* [Objective] Extract all of the entries and set them down verbatim.

* [Information given]
######

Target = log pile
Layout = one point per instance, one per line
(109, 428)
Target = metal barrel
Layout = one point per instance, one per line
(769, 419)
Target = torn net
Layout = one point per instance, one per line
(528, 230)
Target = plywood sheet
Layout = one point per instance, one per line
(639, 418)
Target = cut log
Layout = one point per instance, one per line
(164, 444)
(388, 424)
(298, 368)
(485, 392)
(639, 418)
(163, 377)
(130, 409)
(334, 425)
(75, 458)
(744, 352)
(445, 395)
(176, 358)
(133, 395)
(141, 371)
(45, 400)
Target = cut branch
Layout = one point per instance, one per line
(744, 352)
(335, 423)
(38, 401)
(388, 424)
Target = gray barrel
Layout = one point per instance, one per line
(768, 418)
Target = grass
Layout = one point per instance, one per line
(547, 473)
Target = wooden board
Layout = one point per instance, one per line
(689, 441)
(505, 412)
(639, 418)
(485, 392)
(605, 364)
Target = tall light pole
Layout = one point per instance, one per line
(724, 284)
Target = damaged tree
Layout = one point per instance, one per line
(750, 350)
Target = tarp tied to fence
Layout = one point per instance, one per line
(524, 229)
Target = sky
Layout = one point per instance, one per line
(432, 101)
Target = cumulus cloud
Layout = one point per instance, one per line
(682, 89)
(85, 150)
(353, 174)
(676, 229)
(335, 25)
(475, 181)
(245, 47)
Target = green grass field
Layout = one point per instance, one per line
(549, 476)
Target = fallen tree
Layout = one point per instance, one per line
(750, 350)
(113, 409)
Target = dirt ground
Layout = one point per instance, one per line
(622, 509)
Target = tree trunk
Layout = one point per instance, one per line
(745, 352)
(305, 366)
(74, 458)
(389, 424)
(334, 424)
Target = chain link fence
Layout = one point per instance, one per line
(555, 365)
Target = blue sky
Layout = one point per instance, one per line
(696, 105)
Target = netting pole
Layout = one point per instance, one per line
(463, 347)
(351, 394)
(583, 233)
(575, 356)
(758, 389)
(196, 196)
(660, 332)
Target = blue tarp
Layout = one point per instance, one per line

######

* [Response to the exercise]
Target = log pile
Layout = one point per instance, one per line
(109, 428)
Target = metal barrel
Layout = one point per instance, one per line
(769, 419)
Target = torn net
Layout = one point per instance, one per line
(528, 230)
Target = plywood sheet
Layout = one point per instance, one per line
(639, 418)
Target = cut log
Layout = one point per instance, one per line
(164, 444)
(388, 424)
(298, 368)
(485, 392)
(639, 418)
(163, 377)
(130, 409)
(334, 425)
(75, 458)
(744, 352)
(445, 395)
(176, 358)
(133, 395)
(141, 371)
(45, 400)
Target = cut branch
Layout = one point per instance, one per line
(744, 352)
(335, 423)
(38, 401)
(388, 424)
Target = gray barrel
Layout = one point per instance, one per line
(768, 418)
Target = grass
Layout = one point per instance, one per line
(547, 473)
Target = wooden board
Layout = one point per instance, one per line
(689, 441)
(505, 412)
(639, 418)
(485, 392)
(605, 364)
Target = tall light pole
Layout = one point per instance, one per line
(724, 284)
Target = damaged tree
Layout = one point per instance, one per line
(750, 350)
Target = tarp tied to fence
Layout = one point per instance, one per line
(524, 229)
Target = sky
Layout = one point per instance, one per line
(432, 101)
Target = cumulus cloud
Layout = one point per instance, one per line
(682, 89)
(85, 150)
(353, 174)
(676, 229)
(335, 25)
(475, 181)
(245, 47)
Target = green grass field
Layout = one point per instance, one per line
(549, 476)
Target = fallen tree
Layout = one point per instance, one per line
(750, 350)
(113, 409)
Target = dirt ground
Layout = one point per instance, one per line
(622, 509)
Target = tree trunk
Layout = one point per instance, one per line
(745, 352)
(305, 366)
(74, 458)
(389, 424)
(334, 424)
Target = chain link fence
Layout = one point per instance, one per line
(555, 365)
Target = blue sky
Layout = one point per instance, one per line
(696, 105)
Target = netting pole
Layout = one point per instance, one per line
(463, 347)
(351, 394)
(583, 233)
(575, 356)
(758, 389)
(196, 196)
(660, 332)
Target = blue tarp
Layout = one point per instance, one per line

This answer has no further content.